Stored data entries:
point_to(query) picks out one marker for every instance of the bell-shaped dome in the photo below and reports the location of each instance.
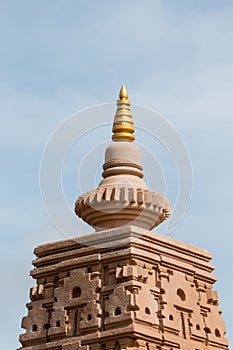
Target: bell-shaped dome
(122, 197)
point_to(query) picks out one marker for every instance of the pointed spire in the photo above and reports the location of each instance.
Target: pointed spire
(123, 126)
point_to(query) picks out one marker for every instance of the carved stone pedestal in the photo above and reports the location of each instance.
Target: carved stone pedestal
(123, 289)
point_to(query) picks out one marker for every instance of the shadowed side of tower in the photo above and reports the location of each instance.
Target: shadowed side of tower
(123, 287)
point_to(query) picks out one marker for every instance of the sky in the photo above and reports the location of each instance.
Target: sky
(60, 57)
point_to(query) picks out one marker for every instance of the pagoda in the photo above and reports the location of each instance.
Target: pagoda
(124, 287)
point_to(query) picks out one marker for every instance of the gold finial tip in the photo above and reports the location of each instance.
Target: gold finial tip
(123, 93)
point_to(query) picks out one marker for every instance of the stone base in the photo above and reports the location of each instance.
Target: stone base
(123, 289)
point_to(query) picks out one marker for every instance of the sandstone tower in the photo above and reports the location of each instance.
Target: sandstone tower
(123, 287)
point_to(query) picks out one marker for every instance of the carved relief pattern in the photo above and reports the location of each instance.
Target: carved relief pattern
(171, 306)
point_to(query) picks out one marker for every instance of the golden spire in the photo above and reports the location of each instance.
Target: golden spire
(123, 127)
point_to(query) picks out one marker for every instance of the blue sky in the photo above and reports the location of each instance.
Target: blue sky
(58, 57)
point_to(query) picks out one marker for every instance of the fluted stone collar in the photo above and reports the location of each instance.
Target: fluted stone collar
(122, 197)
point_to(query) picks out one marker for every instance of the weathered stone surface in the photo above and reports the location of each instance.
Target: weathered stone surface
(131, 289)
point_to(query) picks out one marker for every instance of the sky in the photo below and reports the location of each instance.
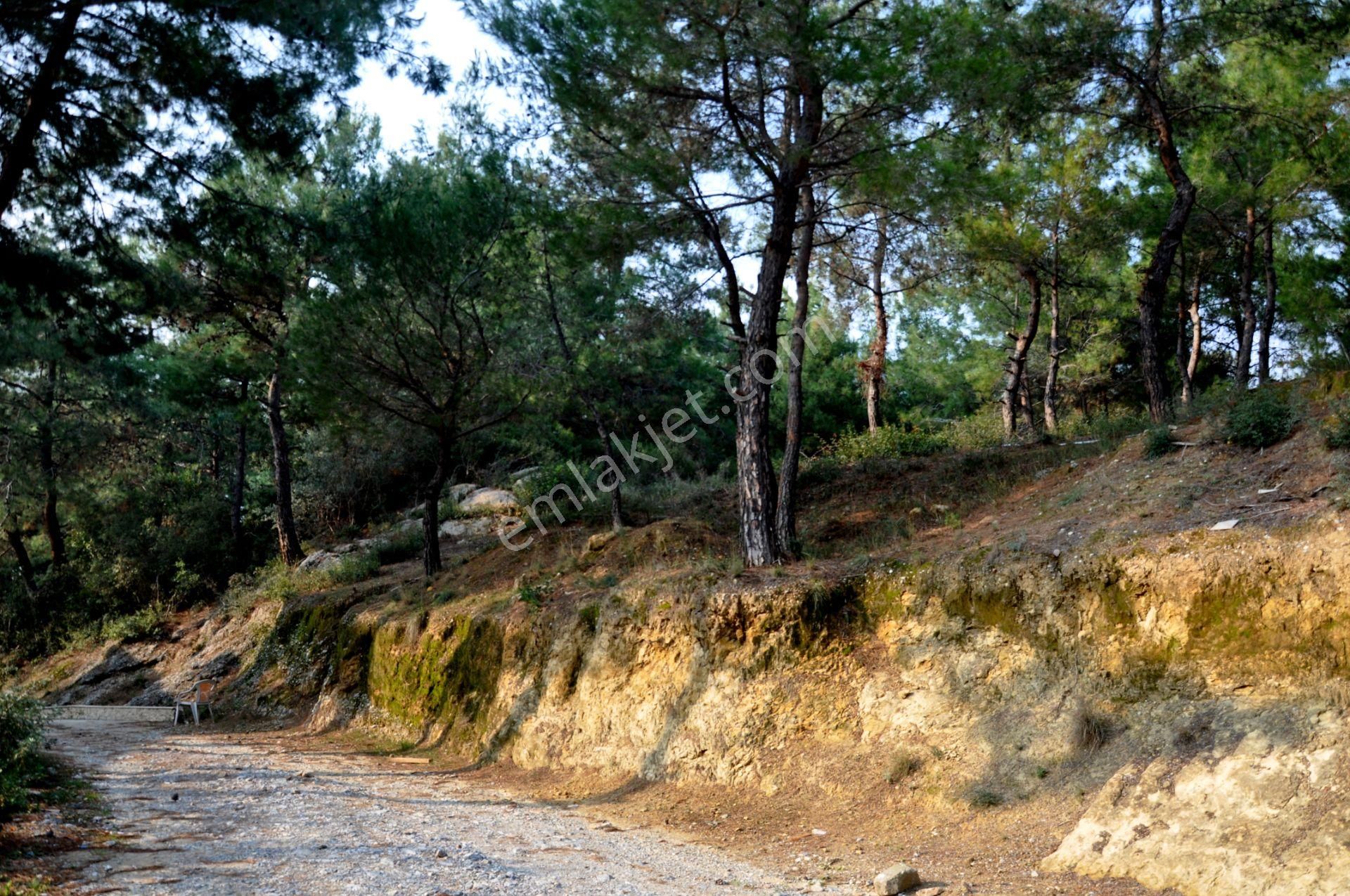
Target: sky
(451, 37)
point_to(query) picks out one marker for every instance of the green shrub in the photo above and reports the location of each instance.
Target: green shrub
(1091, 730)
(1260, 419)
(401, 545)
(145, 624)
(904, 764)
(534, 592)
(890, 441)
(355, 567)
(1337, 429)
(22, 721)
(987, 798)
(1157, 441)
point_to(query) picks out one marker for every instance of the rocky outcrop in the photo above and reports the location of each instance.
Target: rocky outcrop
(1242, 802)
(489, 501)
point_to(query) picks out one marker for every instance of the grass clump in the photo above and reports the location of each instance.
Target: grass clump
(355, 567)
(904, 764)
(22, 721)
(1337, 431)
(1091, 730)
(534, 592)
(1157, 441)
(1260, 419)
(987, 798)
(400, 545)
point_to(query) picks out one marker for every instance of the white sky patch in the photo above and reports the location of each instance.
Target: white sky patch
(456, 39)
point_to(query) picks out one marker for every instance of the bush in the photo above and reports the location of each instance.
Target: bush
(1157, 441)
(1337, 429)
(904, 764)
(401, 545)
(355, 567)
(145, 624)
(1260, 419)
(1091, 730)
(22, 721)
(987, 798)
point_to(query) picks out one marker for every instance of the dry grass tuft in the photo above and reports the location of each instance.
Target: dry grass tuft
(1091, 730)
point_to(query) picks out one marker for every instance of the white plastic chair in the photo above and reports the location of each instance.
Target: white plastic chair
(196, 696)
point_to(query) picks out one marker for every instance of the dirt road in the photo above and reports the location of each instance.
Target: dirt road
(198, 811)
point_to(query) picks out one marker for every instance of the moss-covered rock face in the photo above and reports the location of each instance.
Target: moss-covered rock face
(439, 679)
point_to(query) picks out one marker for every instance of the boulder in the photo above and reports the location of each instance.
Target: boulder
(895, 878)
(598, 541)
(490, 501)
(466, 528)
(321, 560)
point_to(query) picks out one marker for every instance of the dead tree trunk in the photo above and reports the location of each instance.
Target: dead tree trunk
(1155, 287)
(48, 463)
(20, 555)
(1188, 351)
(1021, 343)
(786, 523)
(1268, 311)
(432, 489)
(287, 538)
(616, 497)
(874, 369)
(44, 98)
(1242, 363)
(1055, 350)
(236, 486)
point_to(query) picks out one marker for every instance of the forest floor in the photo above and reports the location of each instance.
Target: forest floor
(245, 811)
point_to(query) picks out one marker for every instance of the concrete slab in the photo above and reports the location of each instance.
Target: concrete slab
(115, 713)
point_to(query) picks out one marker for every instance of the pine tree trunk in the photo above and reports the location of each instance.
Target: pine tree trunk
(431, 509)
(1153, 290)
(874, 369)
(48, 462)
(616, 497)
(1025, 398)
(1242, 363)
(1188, 351)
(287, 536)
(1021, 343)
(1268, 311)
(44, 96)
(236, 486)
(786, 524)
(1052, 369)
(755, 481)
(20, 555)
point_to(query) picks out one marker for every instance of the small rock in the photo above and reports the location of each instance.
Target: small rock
(598, 541)
(462, 490)
(895, 878)
(491, 500)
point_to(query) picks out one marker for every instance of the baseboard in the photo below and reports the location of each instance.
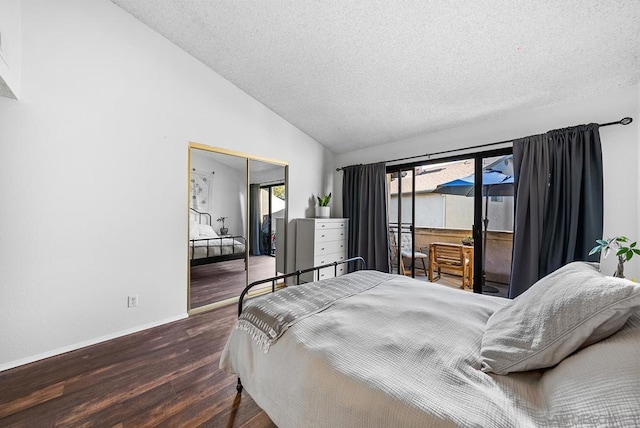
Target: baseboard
(53, 353)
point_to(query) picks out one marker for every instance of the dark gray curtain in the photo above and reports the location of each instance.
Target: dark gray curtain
(558, 202)
(364, 202)
(254, 220)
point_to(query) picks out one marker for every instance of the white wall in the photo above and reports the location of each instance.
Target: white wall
(10, 48)
(93, 174)
(619, 144)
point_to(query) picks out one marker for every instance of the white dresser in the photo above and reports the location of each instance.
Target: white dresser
(320, 241)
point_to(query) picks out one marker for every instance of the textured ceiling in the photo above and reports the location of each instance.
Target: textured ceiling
(353, 74)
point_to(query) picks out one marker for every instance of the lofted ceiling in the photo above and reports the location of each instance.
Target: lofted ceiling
(358, 73)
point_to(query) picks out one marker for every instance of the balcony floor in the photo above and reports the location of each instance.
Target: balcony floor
(453, 281)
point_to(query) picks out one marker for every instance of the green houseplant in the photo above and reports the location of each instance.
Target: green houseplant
(323, 210)
(223, 230)
(623, 251)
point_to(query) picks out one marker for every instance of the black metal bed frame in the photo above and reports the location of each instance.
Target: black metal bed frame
(219, 258)
(273, 280)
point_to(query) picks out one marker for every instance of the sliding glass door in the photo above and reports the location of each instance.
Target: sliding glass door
(451, 220)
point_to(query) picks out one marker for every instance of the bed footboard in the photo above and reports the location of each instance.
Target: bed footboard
(357, 261)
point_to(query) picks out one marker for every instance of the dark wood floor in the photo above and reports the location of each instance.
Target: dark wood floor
(165, 376)
(218, 281)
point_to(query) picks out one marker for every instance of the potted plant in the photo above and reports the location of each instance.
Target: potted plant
(323, 210)
(223, 230)
(623, 251)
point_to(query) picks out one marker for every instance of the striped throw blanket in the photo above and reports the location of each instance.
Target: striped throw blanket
(267, 317)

**Task goal**
Every line from the one containing "the bed footboard" through the last line of the entries should be output exactly; nothing else belongs in the reply.

**Exercise answer**
point_to(query) picks out one marker for every instance of the bed footboard in the photo above and reports the location of each instance.
Target: bed footboard
(357, 261)
point_to(query) picks out one marker for every instance of the dark wood floor in the photo above and reports the location of each instance.
Target: dark wood floor
(165, 376)
(218, 281)
point_to(query) picks out one marker for every instance of the potted plant in the photo above and reports the location of each instance.
Target: potted plant
(323, 210)
(223, 230)
(623, 251)
point_to(query) picks out one marker for every instance of the striped throw blanket in the photo above and reports the location of each instance.
Target: striped throw blanket
(267, 317)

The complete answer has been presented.